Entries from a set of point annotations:
────────────────────

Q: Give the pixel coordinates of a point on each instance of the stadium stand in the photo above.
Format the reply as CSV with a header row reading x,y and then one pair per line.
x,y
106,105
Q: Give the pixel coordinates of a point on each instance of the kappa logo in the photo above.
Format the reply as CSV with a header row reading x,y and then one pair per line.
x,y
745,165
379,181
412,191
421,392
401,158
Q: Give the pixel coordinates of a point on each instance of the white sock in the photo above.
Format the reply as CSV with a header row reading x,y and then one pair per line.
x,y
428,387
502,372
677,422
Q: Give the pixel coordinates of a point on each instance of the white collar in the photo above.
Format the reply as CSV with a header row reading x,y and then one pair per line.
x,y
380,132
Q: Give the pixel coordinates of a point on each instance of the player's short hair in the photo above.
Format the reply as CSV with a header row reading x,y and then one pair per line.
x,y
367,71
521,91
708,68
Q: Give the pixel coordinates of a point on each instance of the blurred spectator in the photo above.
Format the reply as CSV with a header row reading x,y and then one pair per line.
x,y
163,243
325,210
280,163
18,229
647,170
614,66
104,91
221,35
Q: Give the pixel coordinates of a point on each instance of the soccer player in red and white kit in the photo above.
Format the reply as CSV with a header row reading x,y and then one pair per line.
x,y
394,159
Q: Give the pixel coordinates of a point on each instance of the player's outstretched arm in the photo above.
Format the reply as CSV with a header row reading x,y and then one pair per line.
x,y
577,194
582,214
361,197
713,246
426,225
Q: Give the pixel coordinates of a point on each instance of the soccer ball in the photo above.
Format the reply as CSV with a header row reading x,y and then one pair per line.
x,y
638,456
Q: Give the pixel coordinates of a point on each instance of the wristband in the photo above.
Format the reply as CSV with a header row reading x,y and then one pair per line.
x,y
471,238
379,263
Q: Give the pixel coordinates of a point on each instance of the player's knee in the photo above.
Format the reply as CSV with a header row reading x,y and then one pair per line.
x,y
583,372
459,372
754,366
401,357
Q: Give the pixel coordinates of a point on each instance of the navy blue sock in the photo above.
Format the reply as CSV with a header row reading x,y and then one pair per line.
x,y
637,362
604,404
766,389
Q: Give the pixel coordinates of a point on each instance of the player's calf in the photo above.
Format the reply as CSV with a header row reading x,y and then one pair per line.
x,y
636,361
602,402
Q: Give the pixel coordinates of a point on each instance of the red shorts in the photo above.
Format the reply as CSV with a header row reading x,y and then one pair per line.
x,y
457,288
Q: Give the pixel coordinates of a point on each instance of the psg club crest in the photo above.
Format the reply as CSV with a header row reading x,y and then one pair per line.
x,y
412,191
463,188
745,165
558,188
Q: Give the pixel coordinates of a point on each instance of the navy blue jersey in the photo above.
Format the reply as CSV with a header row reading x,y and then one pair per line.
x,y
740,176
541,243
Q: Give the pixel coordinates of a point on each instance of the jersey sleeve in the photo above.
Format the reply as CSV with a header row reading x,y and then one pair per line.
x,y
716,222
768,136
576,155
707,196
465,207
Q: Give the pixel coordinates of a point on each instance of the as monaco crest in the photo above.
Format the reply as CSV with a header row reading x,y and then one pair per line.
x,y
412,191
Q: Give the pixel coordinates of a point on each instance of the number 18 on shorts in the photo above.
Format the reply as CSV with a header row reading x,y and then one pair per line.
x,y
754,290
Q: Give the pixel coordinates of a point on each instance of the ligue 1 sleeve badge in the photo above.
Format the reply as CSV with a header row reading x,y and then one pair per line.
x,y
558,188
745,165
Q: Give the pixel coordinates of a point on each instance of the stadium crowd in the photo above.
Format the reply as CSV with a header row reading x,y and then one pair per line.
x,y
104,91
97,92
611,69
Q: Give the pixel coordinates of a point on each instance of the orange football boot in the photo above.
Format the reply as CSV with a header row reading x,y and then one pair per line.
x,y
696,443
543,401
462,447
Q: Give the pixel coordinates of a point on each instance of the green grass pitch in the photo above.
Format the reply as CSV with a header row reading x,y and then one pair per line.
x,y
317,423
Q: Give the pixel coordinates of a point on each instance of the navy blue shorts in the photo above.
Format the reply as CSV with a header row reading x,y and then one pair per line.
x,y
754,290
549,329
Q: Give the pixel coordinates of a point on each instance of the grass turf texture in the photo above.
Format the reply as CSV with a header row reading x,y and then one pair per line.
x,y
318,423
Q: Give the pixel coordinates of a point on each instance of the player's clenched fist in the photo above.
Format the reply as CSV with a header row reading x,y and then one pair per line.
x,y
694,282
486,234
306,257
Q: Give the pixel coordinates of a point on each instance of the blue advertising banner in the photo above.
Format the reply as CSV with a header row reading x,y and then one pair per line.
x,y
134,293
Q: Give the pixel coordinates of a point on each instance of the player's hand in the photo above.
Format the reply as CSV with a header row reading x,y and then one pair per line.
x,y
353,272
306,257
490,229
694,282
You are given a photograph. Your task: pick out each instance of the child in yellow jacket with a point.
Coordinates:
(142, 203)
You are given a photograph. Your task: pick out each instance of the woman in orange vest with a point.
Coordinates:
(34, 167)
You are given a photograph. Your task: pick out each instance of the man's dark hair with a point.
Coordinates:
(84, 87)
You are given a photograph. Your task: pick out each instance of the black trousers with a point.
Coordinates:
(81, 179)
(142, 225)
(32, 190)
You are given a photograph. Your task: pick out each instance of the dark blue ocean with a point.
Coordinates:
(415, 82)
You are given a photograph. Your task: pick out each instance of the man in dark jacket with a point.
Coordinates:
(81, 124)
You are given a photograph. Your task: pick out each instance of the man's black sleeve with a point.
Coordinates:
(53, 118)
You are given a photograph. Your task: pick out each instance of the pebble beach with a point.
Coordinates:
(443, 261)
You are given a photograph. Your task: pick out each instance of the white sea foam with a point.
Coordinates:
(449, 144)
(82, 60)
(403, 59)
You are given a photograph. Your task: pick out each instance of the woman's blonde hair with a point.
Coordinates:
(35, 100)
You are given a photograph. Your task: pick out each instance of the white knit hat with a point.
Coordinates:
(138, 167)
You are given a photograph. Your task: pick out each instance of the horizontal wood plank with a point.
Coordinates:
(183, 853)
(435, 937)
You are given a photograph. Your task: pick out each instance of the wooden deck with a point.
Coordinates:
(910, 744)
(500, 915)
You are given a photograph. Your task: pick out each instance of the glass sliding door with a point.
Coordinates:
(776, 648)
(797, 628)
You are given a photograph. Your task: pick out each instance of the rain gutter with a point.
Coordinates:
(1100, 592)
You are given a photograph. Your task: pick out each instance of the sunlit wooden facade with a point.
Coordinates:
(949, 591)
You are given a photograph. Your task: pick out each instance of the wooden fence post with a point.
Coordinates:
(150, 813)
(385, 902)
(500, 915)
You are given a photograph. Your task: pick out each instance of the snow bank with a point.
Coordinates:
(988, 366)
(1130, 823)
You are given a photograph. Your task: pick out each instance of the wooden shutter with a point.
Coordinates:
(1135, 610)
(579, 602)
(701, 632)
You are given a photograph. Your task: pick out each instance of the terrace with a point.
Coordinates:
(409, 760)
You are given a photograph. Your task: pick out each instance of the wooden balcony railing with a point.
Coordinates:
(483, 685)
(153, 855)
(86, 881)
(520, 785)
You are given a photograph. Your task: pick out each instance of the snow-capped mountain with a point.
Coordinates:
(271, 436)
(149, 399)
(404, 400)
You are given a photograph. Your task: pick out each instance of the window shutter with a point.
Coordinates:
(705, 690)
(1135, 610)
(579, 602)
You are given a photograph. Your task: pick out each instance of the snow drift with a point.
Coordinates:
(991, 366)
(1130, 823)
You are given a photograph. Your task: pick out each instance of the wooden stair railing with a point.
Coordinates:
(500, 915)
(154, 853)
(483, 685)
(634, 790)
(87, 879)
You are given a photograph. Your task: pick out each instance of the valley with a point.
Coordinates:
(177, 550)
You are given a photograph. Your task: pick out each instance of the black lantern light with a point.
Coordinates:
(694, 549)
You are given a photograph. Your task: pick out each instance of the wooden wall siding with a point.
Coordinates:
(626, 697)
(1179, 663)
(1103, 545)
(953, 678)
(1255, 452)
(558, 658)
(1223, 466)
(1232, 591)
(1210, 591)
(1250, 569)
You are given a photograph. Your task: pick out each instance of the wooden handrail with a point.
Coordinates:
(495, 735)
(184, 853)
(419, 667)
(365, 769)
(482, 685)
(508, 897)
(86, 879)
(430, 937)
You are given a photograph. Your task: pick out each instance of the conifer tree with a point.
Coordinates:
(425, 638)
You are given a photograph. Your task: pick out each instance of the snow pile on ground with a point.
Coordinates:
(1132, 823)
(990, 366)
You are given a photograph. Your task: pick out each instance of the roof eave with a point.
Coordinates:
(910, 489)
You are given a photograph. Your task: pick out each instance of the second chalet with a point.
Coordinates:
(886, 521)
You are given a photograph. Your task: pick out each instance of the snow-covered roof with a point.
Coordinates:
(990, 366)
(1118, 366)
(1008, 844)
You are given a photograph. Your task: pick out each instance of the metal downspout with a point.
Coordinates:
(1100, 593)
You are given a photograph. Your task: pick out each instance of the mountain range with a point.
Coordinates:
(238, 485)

────────────────────

**Exercise directions:** Please write out everything from the line containing "valley with a point." down to the end of the material, both ends included, reproducing each line unchanged.

**Solution to the problem:**
You are given a photograph. Your task: pick out each instance of the valley with a point.
Coordinates:
(177, 550)
You are given a photograph. Your task: pick out each instance of the black lantern light with a point.
Coordinates:
(694, 549)
You are given a photograph. Your task: pick out each instance of the wooden wall siding with a point.
Coordinates:
(626, 697)
(1179, 663)
(1103, 545)
(953, 678)
(1255, 452)
(558, 658)
(1223, 466)
(1232, 591)
(1210, 591)
(1250, 569)
You are given a photograph. Your task: pick out each instance of the wooden handrail with a point.
Coordinates:
(495, 735)
(184, 853)
(419, 667)
(365, 769)
(482, 685)
(508, 897)
(86, 879)
(430, 937)
You are given a photograph. Your task: pick out each instance of the conifer tree with a point.
Coordinates:
(425, 638)
You are given a photograph. Your task: pick out each instance of the snow pile on ground with a point.
Coordinates:
(1132, 823)
(990, 366)
You are given a photograph. Your task: pick out each instance of the roof eave with a point.
Coordinates:
(910, 489)
You are given a photograph. Your task: pick out each instance of the second chalet with a point.
Coordinates:
(886, 521)
You are given a photograph. Your task: pick out each instance of the snow-covered roof with a point.
Coordinates:
(990, 366)
(1118, 366)
(1008, 844)
You are given a photograph. Your task: pick out each instance of the metal downspout with a point.
Coordinates:
(1100, 593)
You are given a photograph. Your task: pick out each instance of the mountain range with a point.
Coordinates:
(238, 485)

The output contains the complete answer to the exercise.